* _Written task A_: Please translate this sentence from the post about the Saturday Morning Market into Spanish: "I like to sit at one of the tables in front of the main music venue."
* _Written task B_: According to the post about the Saturday Morning Market, between which streets does the city close Central Avenue for the market?

* _Excerpt provided_:

══════════════════════════════

Sunday, November 26, 2006

Saturday Morning Market

There is nothing I like better than going to the Saturday Morning Market in downtown St. Pete. Every Saturday morning from October through May, the city closes off Central Avenue between 1st and 2nd Streets and transforms Central into an old time market place from days long gone by.

Just like Alice's Restaurant, you can get anything you want at the Saturday Morning Market. There is food of every description. There is art, there is kitsch, there are chairs and clothing and massages. There is coffee.

There is music. For the last couple of years, there are two live music venues. When one takes a break, the other one starts right up. Yesterday we had a blues band in the main music area and a Caribbean steel drum band in the other.

But hands down, the best thing about the Saturday Morning Market is the people. There are of course the musicians who are working far from their normal working hours. The market opens at 9 AM. I defy you to get hold of any working musician you know before noon. There are the vendors, who must arrive at 0 Dark 30 to get set up. And then there are us other folks.

I have to admit that people watching is one of my all time favorite pastimes, and the Saturday Morning Market certainly does not disappoint in that regard. But what is really, really great about the Saturday Morning Market is how it takes the place of the Town Square.

I like to sit at one of the tables in front of the main music venue. There is terrific people watching from there. I particularly like the parents who get their kids to dancing to the music. They are sooo cute. Eventually someone will come along and ask if one of the seats at the table is available. Of course I always say yes. Unless of course when it isn't. But if it is, and I get really lucky, the person will join me at the table. That's where the real fun begins.

══════════════════════════════

* _Entries provided_:
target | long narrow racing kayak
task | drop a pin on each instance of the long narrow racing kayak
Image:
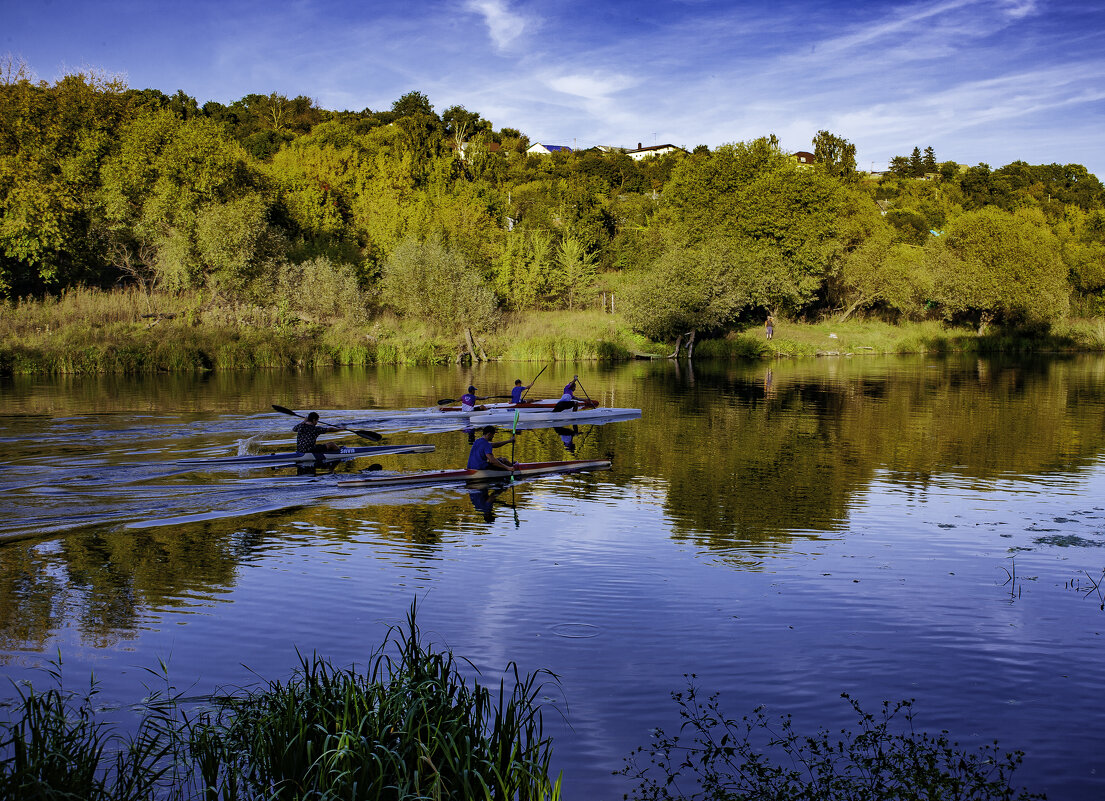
(271, 459)
(547, 415)
(524, 407)
(445, 476)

══════════════════════════════

* _Complete output A_: Me gusta sentarme en una de las mesas que están frente al escenario principal de música.

* _Complete output B_: Between 1st and 2nd Streets.